• _THE PROBLEM_
Convert the listing from the line with "Data-curation step: identify every car" up to and including the line with "xmin=377 ymin=217 xmax=624 ymax=328" into a Markdown table with the columns Row and Line. Number each row and omit blank lines.

— start of MATERIAL —

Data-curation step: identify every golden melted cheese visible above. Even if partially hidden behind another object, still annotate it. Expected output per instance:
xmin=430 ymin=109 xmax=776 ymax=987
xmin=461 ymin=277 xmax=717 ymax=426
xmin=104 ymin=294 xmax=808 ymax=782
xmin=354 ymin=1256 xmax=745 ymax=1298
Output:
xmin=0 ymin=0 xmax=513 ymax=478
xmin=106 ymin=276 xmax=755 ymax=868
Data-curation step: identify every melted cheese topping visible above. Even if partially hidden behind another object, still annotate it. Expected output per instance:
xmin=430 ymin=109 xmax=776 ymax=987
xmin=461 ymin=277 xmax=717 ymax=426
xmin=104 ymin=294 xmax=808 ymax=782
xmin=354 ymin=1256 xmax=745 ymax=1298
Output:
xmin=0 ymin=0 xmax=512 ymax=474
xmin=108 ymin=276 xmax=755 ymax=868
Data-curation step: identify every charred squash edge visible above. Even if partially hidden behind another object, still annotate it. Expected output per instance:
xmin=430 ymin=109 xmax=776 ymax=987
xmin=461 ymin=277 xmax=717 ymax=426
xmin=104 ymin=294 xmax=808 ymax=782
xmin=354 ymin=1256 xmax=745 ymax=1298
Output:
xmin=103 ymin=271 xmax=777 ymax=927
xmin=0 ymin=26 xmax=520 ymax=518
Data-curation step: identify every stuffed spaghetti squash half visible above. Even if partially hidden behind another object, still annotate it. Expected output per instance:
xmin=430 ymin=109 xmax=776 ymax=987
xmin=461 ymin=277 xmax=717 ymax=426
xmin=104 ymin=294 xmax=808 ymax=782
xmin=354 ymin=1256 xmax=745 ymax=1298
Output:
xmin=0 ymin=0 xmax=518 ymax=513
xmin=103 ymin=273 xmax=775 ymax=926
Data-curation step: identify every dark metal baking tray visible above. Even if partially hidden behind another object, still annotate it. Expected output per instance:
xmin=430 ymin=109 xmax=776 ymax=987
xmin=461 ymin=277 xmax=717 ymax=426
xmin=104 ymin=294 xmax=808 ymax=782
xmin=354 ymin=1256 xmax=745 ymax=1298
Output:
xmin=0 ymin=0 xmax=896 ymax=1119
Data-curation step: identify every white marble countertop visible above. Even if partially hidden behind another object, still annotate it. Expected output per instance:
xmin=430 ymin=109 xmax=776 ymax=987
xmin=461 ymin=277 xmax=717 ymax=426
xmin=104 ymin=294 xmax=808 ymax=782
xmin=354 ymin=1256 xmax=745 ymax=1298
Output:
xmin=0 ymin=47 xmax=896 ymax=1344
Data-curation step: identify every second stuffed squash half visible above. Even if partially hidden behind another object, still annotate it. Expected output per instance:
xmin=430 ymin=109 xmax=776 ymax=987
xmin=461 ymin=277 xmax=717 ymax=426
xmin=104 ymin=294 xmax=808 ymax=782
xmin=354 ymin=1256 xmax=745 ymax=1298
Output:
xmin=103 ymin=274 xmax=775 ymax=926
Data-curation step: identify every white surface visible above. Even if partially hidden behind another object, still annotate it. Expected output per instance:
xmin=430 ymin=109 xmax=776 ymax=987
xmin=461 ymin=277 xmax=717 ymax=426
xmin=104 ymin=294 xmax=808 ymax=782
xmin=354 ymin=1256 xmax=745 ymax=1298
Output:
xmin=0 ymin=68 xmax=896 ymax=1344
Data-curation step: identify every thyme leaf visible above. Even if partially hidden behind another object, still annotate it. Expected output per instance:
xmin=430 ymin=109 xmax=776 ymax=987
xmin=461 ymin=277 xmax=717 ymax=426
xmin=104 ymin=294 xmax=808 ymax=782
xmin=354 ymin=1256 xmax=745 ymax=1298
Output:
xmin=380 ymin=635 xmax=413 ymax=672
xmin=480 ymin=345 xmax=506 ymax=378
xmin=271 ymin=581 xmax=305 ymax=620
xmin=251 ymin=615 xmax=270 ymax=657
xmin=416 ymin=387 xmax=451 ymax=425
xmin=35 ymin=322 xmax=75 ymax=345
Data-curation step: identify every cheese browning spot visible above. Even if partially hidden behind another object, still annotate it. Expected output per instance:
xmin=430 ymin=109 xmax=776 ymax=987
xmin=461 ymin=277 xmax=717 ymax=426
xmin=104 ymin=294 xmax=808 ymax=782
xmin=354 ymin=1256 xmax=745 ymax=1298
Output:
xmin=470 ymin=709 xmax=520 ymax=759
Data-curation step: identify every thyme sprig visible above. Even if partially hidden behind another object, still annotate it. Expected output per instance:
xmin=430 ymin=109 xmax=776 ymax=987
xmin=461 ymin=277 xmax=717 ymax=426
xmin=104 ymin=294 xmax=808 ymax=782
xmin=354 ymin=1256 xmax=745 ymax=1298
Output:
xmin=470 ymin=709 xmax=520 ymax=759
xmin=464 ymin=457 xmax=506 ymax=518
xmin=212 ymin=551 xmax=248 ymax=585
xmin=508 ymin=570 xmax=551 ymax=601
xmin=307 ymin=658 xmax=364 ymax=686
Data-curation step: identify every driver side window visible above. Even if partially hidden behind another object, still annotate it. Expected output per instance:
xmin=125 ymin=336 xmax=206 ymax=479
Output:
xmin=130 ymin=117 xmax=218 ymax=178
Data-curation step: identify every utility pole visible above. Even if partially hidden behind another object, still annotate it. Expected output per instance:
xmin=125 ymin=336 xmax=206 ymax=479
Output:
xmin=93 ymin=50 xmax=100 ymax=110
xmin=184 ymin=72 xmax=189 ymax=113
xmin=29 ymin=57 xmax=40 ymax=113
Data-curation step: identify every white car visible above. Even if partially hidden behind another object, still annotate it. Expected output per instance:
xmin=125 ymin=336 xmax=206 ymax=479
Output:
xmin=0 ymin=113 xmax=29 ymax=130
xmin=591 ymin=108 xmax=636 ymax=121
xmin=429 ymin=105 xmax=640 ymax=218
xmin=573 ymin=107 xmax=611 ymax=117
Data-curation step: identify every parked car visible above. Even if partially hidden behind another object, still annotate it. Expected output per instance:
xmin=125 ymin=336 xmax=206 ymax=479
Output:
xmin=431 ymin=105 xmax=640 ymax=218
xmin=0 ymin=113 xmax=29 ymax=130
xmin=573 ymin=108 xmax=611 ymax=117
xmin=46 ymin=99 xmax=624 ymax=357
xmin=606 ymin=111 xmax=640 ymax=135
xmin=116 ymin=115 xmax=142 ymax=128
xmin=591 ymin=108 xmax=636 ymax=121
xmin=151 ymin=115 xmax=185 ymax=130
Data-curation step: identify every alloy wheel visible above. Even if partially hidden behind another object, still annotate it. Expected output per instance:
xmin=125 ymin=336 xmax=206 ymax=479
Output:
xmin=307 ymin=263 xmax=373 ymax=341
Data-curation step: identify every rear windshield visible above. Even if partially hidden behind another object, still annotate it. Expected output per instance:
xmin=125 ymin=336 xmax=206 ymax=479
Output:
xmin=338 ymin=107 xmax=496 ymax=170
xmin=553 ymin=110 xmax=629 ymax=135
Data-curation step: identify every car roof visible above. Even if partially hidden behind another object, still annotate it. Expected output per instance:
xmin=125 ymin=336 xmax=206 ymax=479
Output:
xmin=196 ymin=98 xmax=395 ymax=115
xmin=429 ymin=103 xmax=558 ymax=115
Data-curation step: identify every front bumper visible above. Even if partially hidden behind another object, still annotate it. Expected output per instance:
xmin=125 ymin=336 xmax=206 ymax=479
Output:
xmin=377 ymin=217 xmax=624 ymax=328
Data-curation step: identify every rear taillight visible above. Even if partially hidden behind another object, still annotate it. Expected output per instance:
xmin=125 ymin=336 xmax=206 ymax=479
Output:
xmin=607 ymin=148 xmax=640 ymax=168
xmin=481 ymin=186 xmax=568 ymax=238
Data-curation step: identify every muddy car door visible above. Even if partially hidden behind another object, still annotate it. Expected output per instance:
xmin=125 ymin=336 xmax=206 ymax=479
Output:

— end of MATERIAL —

• _ANSWER TO THIS TASK_
| Row | Line |
|---|---|
| 1 | Data-curation step: identify every car roof visible above. Even if partially hidden behind another object, still annotate it. Expected output per instance: |
| 2 | xmin=125 ymin=336 xmax=206 ymax=479 |
| 3 | Output: |
| 4 | xmin=196 ymin=98 xmax=395 ymax=115 |
| 5 | xmin=429 ymin=103 xmax=558 ymax=115 |
| 6 | Data-curation step: identify every front bumper visible above. Even if partially hidden behind another object, still annotate it. Expected output per instance: |
| 7 | xmin=125 ymin=336 xmax=206 ymax=479 |
| 8 | Output: |
| 9 | xmin=377 ymin=217 xmax=624 ymax=328 |